▶ [Parts of the exercise]
**a)** Which centers and departments does the article header list in its affiliations line?
**b)** Can you print the stretch of the article header from "Bioinformatics Advance Access" through "should be addressed."?

▶ [Text]
******************************

Bioinformatics Advance Access originally published online on October 10, 2008
Bioinformatics 2008 24(23):2760-2766; doi:10.1093/bioinformatics/btn502
| ||||||||||||||||||||||||||||||||||||||||||||||||||||||||||||||||||||||||
A bioinformatics analysis of the cell line nomenclature
1National Center for Integrative Biomedical Informatics and the Center for Computational Medicine and Biology, 2Department of Psychiatry and 3Department of Human Genetics, University of Michigan, Ann Arbor, MI 48109, USA
*To whom correspondence should be addressed.

******************************

▶ [Information provided]
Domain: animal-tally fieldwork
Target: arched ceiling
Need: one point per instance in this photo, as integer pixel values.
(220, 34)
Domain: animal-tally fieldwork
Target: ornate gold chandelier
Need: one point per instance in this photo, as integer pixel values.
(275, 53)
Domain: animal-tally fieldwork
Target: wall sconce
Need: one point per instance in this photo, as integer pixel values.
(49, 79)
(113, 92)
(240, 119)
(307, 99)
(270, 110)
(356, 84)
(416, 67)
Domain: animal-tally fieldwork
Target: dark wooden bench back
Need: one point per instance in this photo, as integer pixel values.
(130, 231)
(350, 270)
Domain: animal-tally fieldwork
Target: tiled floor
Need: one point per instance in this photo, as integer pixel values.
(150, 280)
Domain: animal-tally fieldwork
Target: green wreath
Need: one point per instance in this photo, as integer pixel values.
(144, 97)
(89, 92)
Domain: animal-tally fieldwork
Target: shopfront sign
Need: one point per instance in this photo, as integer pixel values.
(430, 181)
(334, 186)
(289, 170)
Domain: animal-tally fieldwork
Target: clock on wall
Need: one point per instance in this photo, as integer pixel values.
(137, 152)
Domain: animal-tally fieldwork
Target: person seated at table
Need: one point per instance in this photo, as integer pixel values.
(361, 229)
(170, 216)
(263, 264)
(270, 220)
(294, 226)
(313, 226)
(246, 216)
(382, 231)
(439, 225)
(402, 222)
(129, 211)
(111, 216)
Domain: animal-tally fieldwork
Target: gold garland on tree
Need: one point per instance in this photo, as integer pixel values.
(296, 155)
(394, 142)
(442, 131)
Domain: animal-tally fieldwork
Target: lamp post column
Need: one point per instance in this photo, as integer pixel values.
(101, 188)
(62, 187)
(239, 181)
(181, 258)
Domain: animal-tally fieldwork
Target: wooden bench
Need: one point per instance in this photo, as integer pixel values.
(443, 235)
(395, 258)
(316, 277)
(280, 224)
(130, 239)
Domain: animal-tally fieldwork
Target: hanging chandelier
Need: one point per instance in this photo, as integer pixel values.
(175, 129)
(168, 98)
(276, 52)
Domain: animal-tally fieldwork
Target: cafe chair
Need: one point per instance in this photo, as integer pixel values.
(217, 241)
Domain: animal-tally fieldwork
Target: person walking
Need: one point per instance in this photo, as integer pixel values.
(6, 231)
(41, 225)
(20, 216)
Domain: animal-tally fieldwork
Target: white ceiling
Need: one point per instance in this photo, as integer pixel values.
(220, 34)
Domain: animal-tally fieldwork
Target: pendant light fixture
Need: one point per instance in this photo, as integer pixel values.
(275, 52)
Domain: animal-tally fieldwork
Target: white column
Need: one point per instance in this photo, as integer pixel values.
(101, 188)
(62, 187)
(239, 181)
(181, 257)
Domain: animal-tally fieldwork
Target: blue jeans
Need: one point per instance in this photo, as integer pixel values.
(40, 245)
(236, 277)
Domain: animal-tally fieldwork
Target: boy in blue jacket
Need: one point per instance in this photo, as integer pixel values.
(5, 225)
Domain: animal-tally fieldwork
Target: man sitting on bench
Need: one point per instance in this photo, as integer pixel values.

******************************

▶ [Results for each task]
**a)**
- National Center for Integrative Biomedical Informatics
- Center for Computational Medicine and Biology
- Department of Psychiatry
- Department of Human Genetics

**b)**
Bioinformatics Advance Access originally published online on October 10, 2008
Bioinformatics 2008 24(23):2760-2766; doi:10.1093/bioinformatics/btn502
| ||||||||||||||||||||||||||||||||||||||||||||||||||||||||||||||||||||||||
A bioinformatics analysis of the cell line nomenclature
1National Center for Integrative Biomedical Informatics and the Center for Computational Medicine and Biology, 2Department of Psychiatry and 3Department of Human Genetics, University of Michigan, Ann Arbor, MI 48109, USA
*To whom correspondence should be addressed.